Record set start
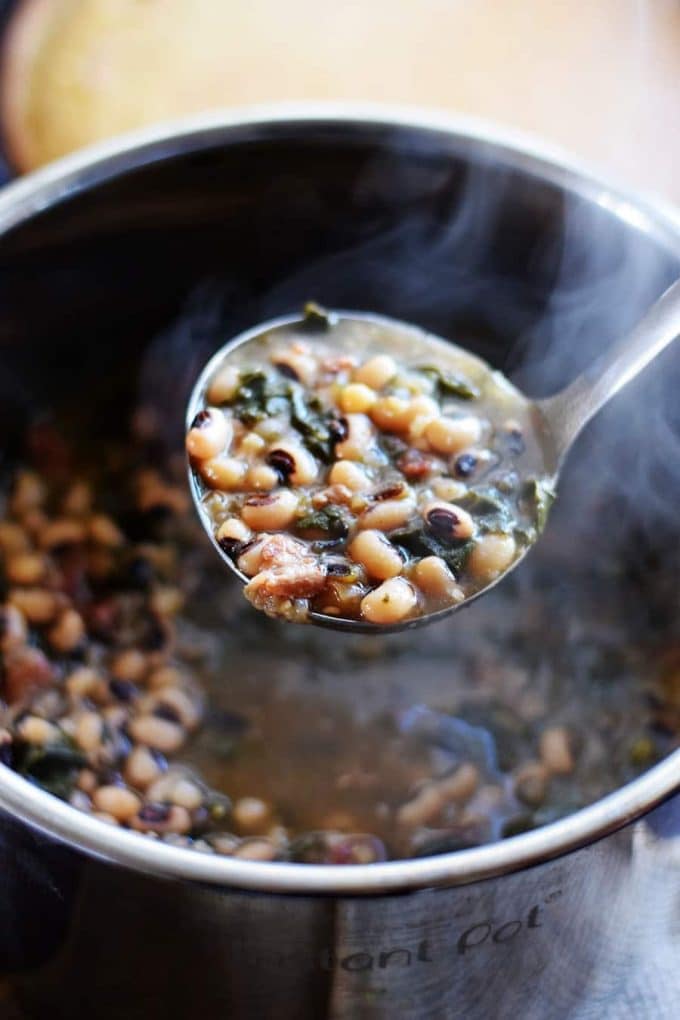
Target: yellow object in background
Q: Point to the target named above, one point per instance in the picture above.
(599, 77)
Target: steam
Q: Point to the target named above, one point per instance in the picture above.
(535, 283)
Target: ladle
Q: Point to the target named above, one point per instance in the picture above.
(558, 419)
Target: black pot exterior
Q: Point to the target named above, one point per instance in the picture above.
(237, 226)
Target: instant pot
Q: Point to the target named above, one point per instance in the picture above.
(445, 222)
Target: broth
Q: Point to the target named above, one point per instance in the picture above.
(297, 744)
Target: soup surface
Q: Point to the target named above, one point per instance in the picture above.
(366, 470)
(140, 686)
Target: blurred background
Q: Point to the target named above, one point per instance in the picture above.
(600, 78)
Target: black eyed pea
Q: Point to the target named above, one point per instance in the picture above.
(293, 463)
(492, 554)
(166, 600)
(13, 630)
(387, 515)
(86, 682)
(448, 520)
(29, 493)
(447, 435)
(104, 531)
(67, 631)
(62, 531)
(38, 605)
(89, 731)
(356, 398)
(448, 489)
(25, 568)
(435, 579)
(460, 784)
(209, 435)
(251, 815)
(188, 795)
(531, 782)
(556, 751)
(297, 363)
(391, 414)
(359, 440)
(376, 372)
(224, 473)
(251, 445)
(118, 802)
(422, 809)
(35, 729)
(81, 801)
(250, 561)
(374, 552)
(350, 474)
(77, 501)
(390, 602)
(231, 532)
(143, 766)
(261, 478)
(224, 843)
(272, 512)
(87, 781)
(223, 385)
(129, 665)
(12, 538)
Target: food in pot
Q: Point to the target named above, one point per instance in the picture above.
(363, 470)
(126, 694)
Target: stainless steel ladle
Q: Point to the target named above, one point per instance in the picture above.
(558, 419)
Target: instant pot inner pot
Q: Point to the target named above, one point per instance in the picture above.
(115, 297)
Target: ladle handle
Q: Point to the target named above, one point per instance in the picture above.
(568, 411)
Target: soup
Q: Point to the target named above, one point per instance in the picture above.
(361, 469)
(141, 687)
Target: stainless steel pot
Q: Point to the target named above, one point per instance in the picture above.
(427, 218)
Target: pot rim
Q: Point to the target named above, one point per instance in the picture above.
(96, 164)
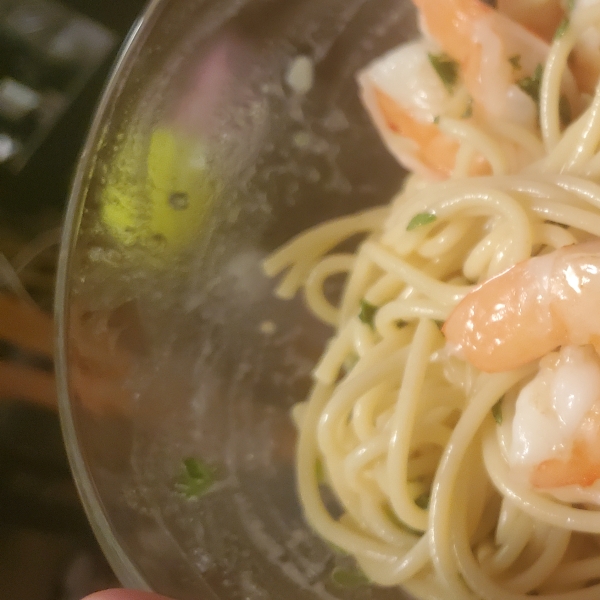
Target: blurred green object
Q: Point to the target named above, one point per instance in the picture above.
(166, 206)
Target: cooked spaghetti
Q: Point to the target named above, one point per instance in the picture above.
(466, 458)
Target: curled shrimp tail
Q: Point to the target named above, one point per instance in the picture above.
(530, 309)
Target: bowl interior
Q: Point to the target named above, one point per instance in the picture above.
(205, 156)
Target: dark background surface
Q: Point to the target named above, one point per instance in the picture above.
(47, 550)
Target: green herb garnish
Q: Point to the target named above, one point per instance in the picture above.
(564, 110)
(349, 577)
(422, 501)
(446, 68)
(419, 220)
(196, 478)
(497, 412)
(531, 84)
(468, 112)
(319, 471)
(367, 313)
(562, 28)
(515, 61)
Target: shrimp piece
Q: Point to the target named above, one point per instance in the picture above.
(556, 428)
(482, 40)
(529, 310)
(404, 95)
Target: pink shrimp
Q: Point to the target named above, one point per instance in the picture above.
(524, 314)
(530, 309)
(555, 437)
(405, 93)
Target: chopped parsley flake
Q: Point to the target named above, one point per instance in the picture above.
(196, 478)
(419, 220)
(515, 61)
(319, 471)
(349, 577)
(564, 110)
(446, 68)
(367, 313)
(468, 112)
(422, 501)
(562, 28)
(497, 412)
(531, 84)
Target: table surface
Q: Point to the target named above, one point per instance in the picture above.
(47, 550)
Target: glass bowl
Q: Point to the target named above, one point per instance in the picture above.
(227, 127)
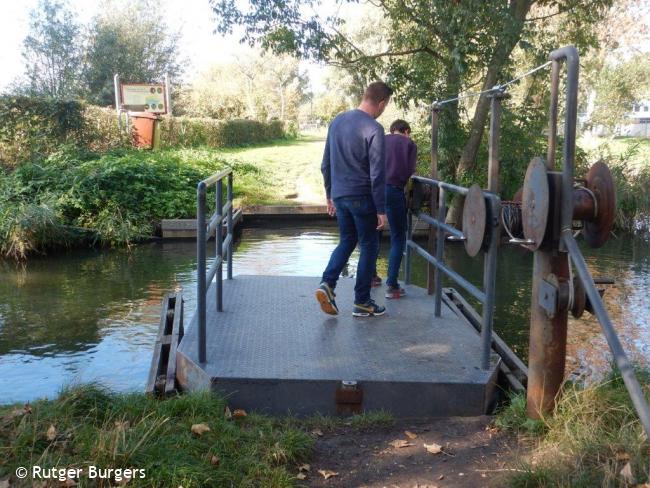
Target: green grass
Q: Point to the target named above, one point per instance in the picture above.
(635, 149)
(291, 170)
(120, 197)
(593, 433)
(87, 425)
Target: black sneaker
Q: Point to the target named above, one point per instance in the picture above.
(370, 309)
(395, 292)
(325, 296)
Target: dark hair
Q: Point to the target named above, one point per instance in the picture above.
(377, 91)
(401, 126)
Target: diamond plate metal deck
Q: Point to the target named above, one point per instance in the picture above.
(273, 350)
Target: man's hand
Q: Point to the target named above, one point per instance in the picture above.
(331, 209)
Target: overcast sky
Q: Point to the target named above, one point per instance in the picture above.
(193, 17)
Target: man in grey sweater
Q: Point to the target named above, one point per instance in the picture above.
(354, 167)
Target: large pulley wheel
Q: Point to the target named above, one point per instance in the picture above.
(600, 182)
(535, 203)
(474, 219)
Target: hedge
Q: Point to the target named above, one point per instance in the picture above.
(187, 131)
(32, 128)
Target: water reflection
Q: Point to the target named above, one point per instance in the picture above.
(93, 315)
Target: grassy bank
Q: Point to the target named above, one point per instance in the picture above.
(88, 426)
(593, 439)
(121, 196)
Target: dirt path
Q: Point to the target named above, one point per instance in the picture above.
(473, 455)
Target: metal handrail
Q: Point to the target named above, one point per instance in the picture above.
(485, 296)
(223, 247)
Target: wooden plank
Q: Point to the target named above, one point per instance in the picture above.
(155, 367)
(515, 365)
(176, 335)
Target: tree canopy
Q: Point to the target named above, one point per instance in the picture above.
(426, 49)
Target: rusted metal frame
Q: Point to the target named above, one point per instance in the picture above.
(229, 246)
(469, 287)
(447, 186)
(222, 212)
(493, 140)
(440, 249)
(548, 335)
(489, 278)
(211, 180)
(453, 231)
(622, 362)
(435, 109)
(570, 55)
(201, 278)
(219, 247)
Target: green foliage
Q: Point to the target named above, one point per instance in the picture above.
(188, 131)
(35, 126)
(96, 427)
(52, 51)
(32, 128)
(593, 433)
(132, 39)
(256, 86)
(632, 183)
(616, 88)
(115, 199)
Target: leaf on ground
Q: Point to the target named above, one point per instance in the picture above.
(327, 473)
(627, 474)
(399, 443)
(15, 414)
(433, 448)
(200, 429)
(124, 481)
(410, 435)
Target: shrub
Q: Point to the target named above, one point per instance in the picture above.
(114, 199)
(36, 126)
(32, 128)
(192, 132)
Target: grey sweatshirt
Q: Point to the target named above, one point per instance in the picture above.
(354, 162)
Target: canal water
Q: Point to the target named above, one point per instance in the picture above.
(93, 315)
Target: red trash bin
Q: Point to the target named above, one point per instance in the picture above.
(142, 129)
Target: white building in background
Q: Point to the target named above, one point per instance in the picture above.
(636, 124)
(638, 121)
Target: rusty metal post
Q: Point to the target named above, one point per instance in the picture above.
(433, 200)
(547, 351)
(493, 142)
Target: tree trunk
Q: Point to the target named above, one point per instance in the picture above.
(518, 11)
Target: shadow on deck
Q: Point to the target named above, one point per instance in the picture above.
(272, 350)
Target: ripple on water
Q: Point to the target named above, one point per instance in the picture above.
(93, 315)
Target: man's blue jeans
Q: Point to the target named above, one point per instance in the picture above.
(357, 219)
(396, 213)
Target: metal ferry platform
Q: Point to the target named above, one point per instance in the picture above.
(273, 350)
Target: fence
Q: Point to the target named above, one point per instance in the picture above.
(223, 247)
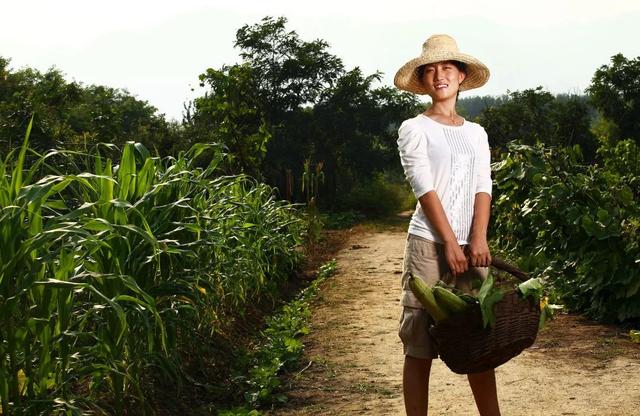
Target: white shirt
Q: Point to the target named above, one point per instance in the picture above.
(453, 161)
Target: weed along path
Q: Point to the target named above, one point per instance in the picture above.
(353, 356)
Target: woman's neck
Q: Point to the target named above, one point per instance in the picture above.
(446, 109)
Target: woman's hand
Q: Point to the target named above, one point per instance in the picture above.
(456, 260)
(478, 252)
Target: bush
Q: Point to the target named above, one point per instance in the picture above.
Record set end
The exercise:
The required output is the lines from the one containing "Target: metal ferry platform" through the end of the records above, reproduced exactly, with no pictures.

Expected answer:
Target: metal ferry platform
Q: Point to the target named above, one point per instance in the picture above.
(273, 350)
Target: fence
Q: Point to the target named above, one point per instance in the picture above.
(223, 247)
Target: white shirt
Q: Point to the target named above, one point per instance in the picture above.
(453, 161)
Target: weed along path
Q: Point to the target named above, one point per instance in the picture above.
(353, 356)
Target: woman's neck
Q: Point to the target named above, one point per instance in the picture above.
(446, 109)
Target: woman's hand
Q: Point to the target named above, one point per instance in the picture above.
(456, 260)
(478, 252)
Target: bush
Q: Point to the target named above, one point per instance in the picture above.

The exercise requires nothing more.